Exercise directions: Count the lines below that contain the word "ring" and give only the number.

Available records:

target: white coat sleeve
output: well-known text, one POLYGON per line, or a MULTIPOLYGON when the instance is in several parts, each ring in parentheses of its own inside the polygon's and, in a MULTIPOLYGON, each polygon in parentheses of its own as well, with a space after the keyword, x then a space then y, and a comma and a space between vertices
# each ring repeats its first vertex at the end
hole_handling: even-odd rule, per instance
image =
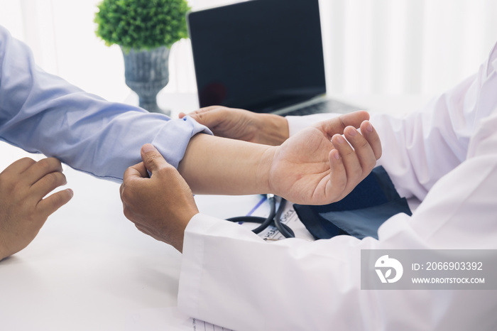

Response to this task: 2